L’umanesimo senza l’uomo

Non sono un esperto di informatica, faccio molta fatica a destreggiarmi elementarmente con il computer: ogni volta che lo accendo mi prende l’ansia di rimanere imballato tra un copia/incolla ed una mail che non parte o non arriva. Non ho ancora preso la sofferta decisione di dotarmi di uno smartphone e ammetto di invidiare cordialmente le persone anziane come me, che riescono disinvoltamente a manovrarlo col loro ditino facile. È la doverosa premessa alla mia riflessione sull’intromissione sul web, a suon di ricatti, degli hacker, che hanno il potere di mandare in tilt il sistema informatico su cui è ormai basato il nostro vivere sociale.

Chi è un hacker? Un dilettante appassionato di informatica, capace di introdursi senza autorizzazione in reti protette di computer o di realizzare virus informatici. Il fenomeno sta diventando assai preoccupante perché, mentre all’inizio si poteva pensare ad una marachella in versione informatica simile a quella dei ragazzacci di un tempo, che rubavano i registri di classe per salvare la propria incolumità scolastica, oggi siamo ai clamorosi ricatti verso il sistema, vale a dire ad un vero e proprio terrorismo tecnologicamente avanzato. Si tratta di azioni capaci di mettere in crisi procedure e memorie della pubblica amministrazione e del mondo aziendale, di mandare in tilt il castello di informazioni in cui viviamo. Incredibile, ma vero.

In un certo senso la questione è molto simile a quella dei virus che attaccano l’incolumità fisica delle persone e con essa tutto il sistema relazionale. Gli hacker, una sorta di novelli barbari o pirati come dir si voglia, attaccano l’incolumità dei nostri computer e con essa dei dati contenuti nelle memorie pubbliche e private: una vera e propria indotta amnesia globale, che mette tutti al tappeto.

Da una parte i sistemi di vita assumono connotati sempre più sofisticamente avanzati, dall’altra parte la delinquenza si adegua e combatte ad armi pari per distruggere una labile impalcatura che pensavamo intoccabile. Di tecnologia si vive e si muore.

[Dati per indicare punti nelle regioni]
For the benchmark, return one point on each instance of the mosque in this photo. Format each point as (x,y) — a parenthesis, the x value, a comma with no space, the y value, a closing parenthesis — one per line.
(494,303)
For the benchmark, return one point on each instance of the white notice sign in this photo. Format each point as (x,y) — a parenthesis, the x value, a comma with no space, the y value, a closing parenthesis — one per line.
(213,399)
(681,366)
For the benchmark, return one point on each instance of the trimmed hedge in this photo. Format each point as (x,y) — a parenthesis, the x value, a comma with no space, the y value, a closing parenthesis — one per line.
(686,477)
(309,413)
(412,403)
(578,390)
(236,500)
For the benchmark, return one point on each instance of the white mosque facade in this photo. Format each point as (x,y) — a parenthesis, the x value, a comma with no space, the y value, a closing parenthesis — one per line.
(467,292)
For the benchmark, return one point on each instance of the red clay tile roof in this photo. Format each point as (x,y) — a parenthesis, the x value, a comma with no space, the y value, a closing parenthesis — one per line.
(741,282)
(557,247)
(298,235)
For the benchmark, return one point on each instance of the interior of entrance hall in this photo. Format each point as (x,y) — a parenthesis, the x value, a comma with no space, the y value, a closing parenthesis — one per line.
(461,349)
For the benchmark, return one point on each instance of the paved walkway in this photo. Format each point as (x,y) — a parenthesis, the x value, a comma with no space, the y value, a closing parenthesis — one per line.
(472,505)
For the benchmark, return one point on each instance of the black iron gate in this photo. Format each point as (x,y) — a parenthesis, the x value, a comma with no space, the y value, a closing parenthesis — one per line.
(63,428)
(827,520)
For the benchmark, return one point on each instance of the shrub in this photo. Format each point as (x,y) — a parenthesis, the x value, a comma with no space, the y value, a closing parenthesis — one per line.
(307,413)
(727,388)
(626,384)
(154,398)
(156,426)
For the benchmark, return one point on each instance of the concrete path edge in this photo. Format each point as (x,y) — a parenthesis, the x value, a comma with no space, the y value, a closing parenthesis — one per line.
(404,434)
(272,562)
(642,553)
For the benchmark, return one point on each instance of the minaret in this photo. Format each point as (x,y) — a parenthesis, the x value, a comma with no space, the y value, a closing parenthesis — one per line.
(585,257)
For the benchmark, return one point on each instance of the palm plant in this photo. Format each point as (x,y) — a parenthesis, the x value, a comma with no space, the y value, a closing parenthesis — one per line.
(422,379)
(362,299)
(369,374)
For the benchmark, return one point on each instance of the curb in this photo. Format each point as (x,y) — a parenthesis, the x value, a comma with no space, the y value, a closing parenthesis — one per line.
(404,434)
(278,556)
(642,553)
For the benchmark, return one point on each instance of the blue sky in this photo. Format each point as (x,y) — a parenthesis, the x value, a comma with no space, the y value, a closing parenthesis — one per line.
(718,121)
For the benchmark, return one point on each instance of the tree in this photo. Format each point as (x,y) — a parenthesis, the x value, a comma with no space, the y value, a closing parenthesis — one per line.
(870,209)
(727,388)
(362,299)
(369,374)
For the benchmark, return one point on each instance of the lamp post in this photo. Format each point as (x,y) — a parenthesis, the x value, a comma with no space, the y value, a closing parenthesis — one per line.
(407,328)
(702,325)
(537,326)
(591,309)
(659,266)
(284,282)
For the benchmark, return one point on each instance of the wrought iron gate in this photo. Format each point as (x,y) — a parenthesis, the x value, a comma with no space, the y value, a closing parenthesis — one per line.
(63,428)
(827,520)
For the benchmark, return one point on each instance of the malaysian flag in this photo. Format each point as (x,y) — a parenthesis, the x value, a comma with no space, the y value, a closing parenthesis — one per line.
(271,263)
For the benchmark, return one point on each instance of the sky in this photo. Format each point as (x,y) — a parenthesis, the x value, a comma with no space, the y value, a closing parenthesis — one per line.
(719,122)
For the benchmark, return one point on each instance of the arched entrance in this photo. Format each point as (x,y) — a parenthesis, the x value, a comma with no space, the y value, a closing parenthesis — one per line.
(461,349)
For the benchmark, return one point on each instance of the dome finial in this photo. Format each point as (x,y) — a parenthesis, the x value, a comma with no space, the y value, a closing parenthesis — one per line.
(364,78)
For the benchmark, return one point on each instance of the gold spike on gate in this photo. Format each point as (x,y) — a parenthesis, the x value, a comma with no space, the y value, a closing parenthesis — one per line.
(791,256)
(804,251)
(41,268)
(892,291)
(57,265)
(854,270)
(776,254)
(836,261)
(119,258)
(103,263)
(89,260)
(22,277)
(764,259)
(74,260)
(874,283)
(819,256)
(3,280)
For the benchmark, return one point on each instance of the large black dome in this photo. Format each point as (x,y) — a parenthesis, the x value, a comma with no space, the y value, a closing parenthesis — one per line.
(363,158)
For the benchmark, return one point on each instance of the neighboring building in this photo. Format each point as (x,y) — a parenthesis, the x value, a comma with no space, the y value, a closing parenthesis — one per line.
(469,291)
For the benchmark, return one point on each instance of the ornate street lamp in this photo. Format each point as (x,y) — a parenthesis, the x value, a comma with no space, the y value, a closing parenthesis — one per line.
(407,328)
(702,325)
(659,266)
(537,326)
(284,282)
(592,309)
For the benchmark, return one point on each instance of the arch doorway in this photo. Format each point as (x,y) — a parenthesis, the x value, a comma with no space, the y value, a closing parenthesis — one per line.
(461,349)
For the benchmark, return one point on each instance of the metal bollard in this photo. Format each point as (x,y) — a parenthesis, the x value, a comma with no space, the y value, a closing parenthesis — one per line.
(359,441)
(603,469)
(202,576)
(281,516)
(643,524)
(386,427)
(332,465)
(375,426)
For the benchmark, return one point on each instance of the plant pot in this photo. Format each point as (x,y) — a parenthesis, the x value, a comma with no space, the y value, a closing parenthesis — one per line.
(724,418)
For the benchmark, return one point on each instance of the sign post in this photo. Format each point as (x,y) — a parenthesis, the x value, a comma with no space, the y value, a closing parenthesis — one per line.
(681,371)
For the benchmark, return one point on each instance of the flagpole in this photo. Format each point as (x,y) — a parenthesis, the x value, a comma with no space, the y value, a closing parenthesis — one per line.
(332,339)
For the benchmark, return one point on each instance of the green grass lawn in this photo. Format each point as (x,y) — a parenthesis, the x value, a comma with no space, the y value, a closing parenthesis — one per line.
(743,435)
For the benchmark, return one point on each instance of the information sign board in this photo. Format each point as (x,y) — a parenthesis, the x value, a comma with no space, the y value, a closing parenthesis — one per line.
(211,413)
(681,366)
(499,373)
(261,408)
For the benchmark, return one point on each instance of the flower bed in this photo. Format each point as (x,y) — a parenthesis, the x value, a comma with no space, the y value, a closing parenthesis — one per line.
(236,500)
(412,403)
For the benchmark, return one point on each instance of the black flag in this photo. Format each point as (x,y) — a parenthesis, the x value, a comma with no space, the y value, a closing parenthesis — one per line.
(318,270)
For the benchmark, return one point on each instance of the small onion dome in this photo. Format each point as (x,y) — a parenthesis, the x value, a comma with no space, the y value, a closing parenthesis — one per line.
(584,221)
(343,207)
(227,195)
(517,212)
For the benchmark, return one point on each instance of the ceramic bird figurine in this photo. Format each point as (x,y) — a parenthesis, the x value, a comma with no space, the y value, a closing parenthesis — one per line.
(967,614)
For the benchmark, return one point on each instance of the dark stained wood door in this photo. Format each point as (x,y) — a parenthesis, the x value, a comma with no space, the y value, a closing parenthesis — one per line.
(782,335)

**Scopo del compito**
Riprendi l'articolo sugli hacker e prosegui a scriverlo partendo dopo la sua ultima frase. Le voci sono materiale a sé, da tenere separato.

**Risposta al compito**
I gridi d’allarme sono piuttosto ridicoli: la realtà è questa e purtroppo non siamo in grado di prevederla e di prevenirla. Ora sarebbe interessante vedere se il difetto stia nella lama (incapacità di difesa contro gli hacker) o nel manico (errore di fondo nell’assegnare al progresso tecnologico non la funzione di strumento ma quella di scopo). Come noto basta un granello di sabbia per rovinare il più sofisticato dei meccanismi: è colpa dell’aggressività della sabbia o della debolezza congenita dei meccanismi.

Pensavamo di essere inattaccabili nella nostra impostazione di vita, basta poco per buttare all’aria tutte le nostre certezze. Se un virus può mettere in crisi il mondo intero, se un hacker può mettere in ginocchio il sistema, significa che dobbiamo rientrare in noi stessi e forse ricominciare tutto daccapo su basi completamente diverse. Sì, stiamo assistendo non alla fine del mondo, ma alla fine di un mondo, il nostro mondo, che non ha niente a che vedere con quello creato da Dio o comunque con quello avviato dalla natura.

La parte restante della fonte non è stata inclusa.